TASK TO COMPLETE: Set out the rows below as a numbered list, leaving out any blank lines.

DATA FOR PROCESSING:
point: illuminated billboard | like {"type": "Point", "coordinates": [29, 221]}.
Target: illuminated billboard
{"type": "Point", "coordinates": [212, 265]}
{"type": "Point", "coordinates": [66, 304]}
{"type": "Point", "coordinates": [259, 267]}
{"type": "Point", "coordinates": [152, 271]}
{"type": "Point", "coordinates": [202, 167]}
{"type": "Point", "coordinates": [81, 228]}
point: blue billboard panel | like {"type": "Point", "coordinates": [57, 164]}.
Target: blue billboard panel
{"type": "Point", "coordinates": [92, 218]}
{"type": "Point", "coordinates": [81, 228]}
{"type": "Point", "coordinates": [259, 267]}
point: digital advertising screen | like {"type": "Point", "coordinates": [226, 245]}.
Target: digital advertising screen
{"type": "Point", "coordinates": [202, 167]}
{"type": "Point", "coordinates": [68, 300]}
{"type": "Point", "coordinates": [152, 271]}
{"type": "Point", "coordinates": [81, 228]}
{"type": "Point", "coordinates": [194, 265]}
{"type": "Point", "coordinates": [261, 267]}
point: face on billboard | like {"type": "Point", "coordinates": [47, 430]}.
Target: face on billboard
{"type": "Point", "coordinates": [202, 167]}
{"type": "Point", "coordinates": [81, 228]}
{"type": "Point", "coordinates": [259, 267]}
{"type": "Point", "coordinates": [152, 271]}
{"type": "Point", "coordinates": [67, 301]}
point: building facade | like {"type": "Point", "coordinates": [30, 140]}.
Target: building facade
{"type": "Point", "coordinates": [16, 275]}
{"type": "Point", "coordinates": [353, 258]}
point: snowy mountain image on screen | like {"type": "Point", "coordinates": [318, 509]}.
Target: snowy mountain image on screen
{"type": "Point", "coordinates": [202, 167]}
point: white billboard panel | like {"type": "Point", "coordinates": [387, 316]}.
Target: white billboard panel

SOLUTION:
1. point: illuminated billboard | like {"type": "Point", "coordinates": [29, 221]}.
2. Target: illuminated billboard
3. {"type": "Point", "coordinates": [212, 265]}
4. {"type": "Point", "coordinates": [66, 304]}
5. {"type": "Point", "coordinates": [259, 267]}
6. {"type": "Point", "coordinates": [152, 271]}
7. {"type": "Point", "coordinates": [202, 167]}
8. {"type": "Point", "coordinates": [81, 228]}
9. point: blue billboard panel | like {"type": "Point", "coordinates": [57, 164]}.
10. Target: blue billboard panel
11. {"type": "Point", "coordinates": [92, 218]}
12. {"type": "Point", "coordinates": [81, 228]}
13. {"type": "Point", "coordinates": [259, 267]}
14. point: digital advertising screen | like {"type": "Point", "coordinates": [226, 245]}.
15. Target: digital advertising screen
16. {"type": "Point", "coordinates": [202, 167]}
17. {"type": "Point", "coordinates": [68, 300]}
18. {"type": "Point", "coordinates": [152, 271]}
19. {"type": "Point", "coordinates": [81, 228]}
20. {"type": "Point", "coordinates": [194, 265]}
21. {"type": "Point", "coordinates": [261, 267]}
22. point: face on billboard | like {"type": "Point", "coordinates": [47, 430]}.
23. Target: face on billboard
24. {"type": "Point", "coordinates": [202, 167]}
25. {"type": "Point", "coordinates": [81, 228]}
26. {"type": "Point", "coordinates": [259, 267]}
27. {"type": "Point", "coordinates": [152, 271]}
28. {"type": "Point", "coordinates": [67, 301]}
29. point: building facade | like {"type": "Point", "coordinates": [30, 140]}.
30. Target: building facade
31. {"type": "Point", "coordinates": [16, 275]}
32. {"type": "Point", "coordinates": [353, 258]}
33. point: snowy mountain image on screen | like {"type": "Point", "coordinates": [318, 509]}.
34. Target: snowy mountain image on screen
35. {"type": "Point", "coordinates": [202, 167]}
36. point: white billboard panel | like {"type": "Point", "coordinates": [387, 316]}.
37. Target: white billboard panel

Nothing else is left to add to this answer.